PROBLEM DESCRIPTION:
Copy out everything from the first of the lines below down to the line containing "x=1041, y=594", swapping "wristwatch" for "watch" and leaving everything else the same.

RECORDS FOR THE EXERCISE:
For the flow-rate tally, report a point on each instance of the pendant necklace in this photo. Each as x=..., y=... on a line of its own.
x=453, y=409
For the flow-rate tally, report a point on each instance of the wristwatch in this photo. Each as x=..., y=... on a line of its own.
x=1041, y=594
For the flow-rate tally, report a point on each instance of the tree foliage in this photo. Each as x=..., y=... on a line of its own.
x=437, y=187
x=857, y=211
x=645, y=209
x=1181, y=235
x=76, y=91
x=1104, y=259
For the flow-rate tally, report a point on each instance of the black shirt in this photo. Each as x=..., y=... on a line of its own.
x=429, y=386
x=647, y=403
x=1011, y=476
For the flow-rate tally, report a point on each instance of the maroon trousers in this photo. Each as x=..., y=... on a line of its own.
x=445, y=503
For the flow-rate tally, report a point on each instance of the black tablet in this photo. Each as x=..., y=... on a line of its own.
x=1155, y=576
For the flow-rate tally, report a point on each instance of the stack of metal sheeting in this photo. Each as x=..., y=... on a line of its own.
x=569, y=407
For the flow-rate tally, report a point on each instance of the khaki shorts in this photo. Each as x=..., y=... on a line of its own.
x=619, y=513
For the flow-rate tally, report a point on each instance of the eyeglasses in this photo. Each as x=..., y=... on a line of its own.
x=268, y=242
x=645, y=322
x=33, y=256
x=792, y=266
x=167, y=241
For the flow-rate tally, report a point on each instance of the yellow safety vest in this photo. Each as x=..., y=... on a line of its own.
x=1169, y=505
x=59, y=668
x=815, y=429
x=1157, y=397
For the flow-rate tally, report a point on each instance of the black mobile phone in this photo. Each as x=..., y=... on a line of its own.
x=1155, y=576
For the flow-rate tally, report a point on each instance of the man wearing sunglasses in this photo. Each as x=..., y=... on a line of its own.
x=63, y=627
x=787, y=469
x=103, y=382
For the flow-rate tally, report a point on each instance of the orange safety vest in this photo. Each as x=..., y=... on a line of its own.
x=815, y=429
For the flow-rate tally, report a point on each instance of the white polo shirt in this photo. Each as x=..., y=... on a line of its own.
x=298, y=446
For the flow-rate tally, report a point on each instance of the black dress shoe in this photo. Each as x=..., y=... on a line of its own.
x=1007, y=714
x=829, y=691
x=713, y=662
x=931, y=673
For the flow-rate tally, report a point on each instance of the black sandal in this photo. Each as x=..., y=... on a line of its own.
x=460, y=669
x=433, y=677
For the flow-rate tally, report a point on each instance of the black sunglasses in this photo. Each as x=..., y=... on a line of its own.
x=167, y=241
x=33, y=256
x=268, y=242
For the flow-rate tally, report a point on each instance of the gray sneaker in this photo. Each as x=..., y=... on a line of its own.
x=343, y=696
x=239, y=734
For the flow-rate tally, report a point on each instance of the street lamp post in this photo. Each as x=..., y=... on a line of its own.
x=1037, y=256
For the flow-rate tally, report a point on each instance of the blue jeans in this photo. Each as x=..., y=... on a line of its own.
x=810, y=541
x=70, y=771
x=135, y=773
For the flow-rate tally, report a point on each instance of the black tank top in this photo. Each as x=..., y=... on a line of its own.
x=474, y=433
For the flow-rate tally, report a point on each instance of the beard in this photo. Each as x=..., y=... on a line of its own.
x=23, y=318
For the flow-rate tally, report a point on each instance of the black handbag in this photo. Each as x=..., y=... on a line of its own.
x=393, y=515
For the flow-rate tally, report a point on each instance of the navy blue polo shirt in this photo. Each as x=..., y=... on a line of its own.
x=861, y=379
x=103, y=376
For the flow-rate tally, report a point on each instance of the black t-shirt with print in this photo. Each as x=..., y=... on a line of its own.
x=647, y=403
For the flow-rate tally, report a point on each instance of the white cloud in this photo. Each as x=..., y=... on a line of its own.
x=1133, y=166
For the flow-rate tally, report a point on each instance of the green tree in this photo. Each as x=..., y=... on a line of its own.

RESULT OF THIS EXERCISE:
For the flow-rate tally, report a point on each instance of the pendant necklace in this photo. Each as x=..., y=... on a line of its own.
x=453, y=409
For the flow-rate tally, report a point on each instance of the watch in this photo. Each as x=..., y=... on a line of its own.
x=1041, y=594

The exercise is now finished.